#### [CONSIGNE]
Reproduisez mot pour mot, dans l'extrait ci-dessous sur l'odorat, tout le passage qui va de « Mais à ce stade, une » jusqu'à « ne l’aiment pas. ».

#### [EXTRAIT]
Mais à ce stade, une autre question se pose. Et cela, vous le savez certainement. Le public qui n’a pas l’habitude de solliciter son nez n’aime que ce qu’il connaît et ce qu’il reconnaît ».
(En effet, Marc-Antoine Corticchiato aborde ici un sujet essentiel dans la psychologie de l’odorat : la capacité d’identifier et de reconnaitre une odeur).
La plupart des gens, lorsqu’ils sentent, ont besoin d’une référence olfactive.
C’est-à-dire qu’instinctivement ils se posent la question suivante : à quoi cette odeur me fait-elle penser ? A quoi je peux la rattacher ?
Et si la réponse ne consiste pas en quelque chose de connu, ils ne l’aiment pas.
Seuls les nez curieux qui sollicitent leur odorat dans la vie de tous les jours sont capables d’apprécier, d’aimer certaines fragrances originales, loin de la logique commerciale.

#### [DONNÉES EXTRAITES]
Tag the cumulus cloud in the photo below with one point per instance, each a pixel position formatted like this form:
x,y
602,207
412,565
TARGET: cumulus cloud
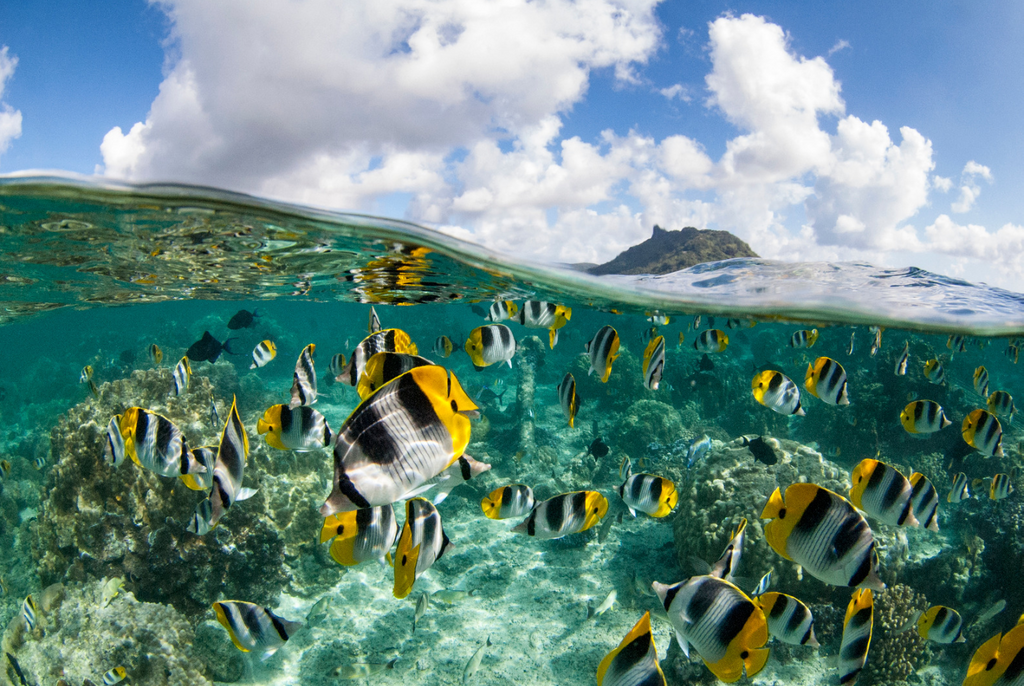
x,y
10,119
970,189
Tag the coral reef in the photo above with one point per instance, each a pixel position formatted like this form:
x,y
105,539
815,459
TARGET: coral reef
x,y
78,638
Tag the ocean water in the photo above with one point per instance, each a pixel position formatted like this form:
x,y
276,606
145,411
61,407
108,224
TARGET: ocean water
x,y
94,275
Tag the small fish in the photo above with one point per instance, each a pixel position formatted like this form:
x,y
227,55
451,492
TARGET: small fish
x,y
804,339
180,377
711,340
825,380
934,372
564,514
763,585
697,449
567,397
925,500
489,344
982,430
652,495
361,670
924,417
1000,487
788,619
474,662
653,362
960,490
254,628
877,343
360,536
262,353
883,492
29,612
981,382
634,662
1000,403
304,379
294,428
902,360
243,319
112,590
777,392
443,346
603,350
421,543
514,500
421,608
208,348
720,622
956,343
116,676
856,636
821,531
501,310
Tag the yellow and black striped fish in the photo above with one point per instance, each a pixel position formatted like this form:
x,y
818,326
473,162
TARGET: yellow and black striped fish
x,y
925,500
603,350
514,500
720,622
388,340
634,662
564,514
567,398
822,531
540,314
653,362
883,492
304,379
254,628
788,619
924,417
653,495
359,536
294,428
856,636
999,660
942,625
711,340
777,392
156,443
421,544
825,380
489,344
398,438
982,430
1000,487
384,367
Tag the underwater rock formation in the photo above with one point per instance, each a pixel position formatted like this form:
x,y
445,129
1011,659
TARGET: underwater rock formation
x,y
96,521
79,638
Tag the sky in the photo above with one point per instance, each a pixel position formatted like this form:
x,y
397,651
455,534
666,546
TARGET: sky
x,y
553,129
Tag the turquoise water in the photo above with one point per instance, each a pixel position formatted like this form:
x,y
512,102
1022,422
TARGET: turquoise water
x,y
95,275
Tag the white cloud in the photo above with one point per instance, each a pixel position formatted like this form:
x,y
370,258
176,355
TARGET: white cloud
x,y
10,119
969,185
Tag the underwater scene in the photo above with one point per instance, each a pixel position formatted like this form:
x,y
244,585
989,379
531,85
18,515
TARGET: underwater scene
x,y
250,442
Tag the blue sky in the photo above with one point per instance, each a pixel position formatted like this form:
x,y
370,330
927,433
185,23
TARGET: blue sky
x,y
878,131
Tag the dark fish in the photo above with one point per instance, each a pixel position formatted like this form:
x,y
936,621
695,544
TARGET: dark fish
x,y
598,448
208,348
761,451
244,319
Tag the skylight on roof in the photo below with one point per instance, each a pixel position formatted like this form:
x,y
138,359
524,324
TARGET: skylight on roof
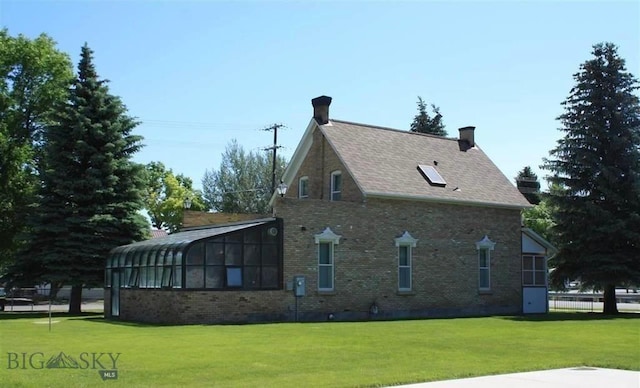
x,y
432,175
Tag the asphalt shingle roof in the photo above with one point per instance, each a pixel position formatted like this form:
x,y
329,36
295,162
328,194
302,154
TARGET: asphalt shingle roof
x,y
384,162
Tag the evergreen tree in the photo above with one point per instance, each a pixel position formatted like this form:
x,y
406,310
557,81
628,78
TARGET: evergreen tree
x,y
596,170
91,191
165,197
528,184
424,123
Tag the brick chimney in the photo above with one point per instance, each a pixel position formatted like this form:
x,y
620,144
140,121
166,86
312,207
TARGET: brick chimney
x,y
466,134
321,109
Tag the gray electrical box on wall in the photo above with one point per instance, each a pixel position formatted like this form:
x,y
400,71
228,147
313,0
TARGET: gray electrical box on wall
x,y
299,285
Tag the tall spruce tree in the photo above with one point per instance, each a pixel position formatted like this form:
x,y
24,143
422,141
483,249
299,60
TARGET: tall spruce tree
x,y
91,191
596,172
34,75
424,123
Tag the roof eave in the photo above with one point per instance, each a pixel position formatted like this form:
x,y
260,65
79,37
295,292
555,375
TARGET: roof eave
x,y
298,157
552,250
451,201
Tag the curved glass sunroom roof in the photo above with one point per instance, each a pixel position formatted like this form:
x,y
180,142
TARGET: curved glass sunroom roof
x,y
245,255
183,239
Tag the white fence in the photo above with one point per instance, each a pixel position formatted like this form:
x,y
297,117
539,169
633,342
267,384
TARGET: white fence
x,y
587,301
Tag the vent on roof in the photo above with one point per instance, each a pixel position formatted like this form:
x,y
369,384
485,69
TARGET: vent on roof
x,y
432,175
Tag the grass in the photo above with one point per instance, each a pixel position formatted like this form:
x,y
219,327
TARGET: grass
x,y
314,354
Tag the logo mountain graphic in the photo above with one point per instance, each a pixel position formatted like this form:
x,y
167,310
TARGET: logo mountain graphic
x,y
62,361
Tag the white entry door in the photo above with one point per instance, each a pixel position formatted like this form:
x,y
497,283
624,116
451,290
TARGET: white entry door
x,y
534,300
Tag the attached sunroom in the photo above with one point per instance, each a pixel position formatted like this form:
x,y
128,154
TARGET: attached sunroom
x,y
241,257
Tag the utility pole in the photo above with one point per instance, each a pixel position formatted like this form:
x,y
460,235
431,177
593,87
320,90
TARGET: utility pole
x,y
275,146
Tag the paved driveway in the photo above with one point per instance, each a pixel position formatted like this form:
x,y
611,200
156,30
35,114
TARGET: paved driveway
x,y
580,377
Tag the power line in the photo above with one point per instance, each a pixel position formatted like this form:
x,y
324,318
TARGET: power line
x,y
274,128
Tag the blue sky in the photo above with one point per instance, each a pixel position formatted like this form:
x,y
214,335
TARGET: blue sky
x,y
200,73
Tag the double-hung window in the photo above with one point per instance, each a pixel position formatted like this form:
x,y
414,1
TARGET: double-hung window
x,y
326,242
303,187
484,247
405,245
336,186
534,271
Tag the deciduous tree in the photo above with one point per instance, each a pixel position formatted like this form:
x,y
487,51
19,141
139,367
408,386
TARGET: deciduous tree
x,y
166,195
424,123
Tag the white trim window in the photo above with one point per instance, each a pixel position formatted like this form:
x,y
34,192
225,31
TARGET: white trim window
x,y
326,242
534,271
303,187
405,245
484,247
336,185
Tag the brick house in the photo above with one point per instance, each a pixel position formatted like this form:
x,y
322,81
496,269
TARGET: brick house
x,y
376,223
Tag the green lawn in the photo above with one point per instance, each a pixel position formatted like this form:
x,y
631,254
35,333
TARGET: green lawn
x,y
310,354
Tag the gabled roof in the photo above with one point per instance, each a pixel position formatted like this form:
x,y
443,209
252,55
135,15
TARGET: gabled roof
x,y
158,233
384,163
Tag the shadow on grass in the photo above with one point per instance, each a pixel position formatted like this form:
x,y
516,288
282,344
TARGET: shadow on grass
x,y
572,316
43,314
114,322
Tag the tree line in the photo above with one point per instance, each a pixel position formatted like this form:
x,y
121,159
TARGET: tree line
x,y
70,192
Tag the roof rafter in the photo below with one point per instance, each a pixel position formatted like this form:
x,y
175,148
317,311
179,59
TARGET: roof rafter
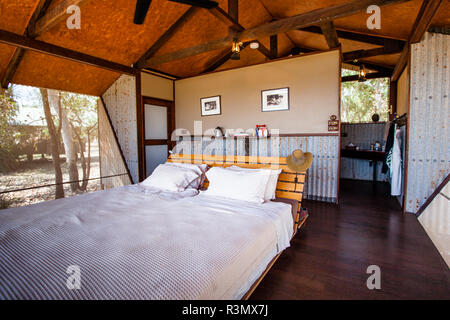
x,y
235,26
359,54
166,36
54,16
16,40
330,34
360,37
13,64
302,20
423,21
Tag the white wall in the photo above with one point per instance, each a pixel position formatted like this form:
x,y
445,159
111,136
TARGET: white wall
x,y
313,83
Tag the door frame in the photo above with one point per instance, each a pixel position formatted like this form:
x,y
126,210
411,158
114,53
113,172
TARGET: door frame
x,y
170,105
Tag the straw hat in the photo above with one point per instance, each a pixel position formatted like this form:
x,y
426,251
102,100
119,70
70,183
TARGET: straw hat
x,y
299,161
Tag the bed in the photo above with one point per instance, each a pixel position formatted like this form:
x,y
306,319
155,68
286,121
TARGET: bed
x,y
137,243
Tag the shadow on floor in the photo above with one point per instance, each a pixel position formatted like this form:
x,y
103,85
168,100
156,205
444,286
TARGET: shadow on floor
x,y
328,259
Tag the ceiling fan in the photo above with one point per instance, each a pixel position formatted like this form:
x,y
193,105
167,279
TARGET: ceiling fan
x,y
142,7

#### [RÉPONSE ATTENDUE]
Mais à ce stade, une autre question se pose. Et cela, vous le savez certainement. Le public qui n’a pas l’habitude de solliciter son nez n’aime que ce qu’il connaît et ce qu’il reconnaît ».
(En effet, Marc-Antoine Corticchiato aborde ici un sujet essentiel dans la psychologie de l’odorat : la capacité d’identifier et de reconnaitre une odeur).
La plupart des gens, lorsqu’ils sentent, ont besoin d’une référence olfactive.
C’est-à-dire qu’instinctivement ils se posent la question suivante : à quoi cette odeur me fait-elle penser ? A quoi je peux la rattacher ?
Et si la réponse ne consiste pas en quelque chose de connu, ils ne l’aiment pas.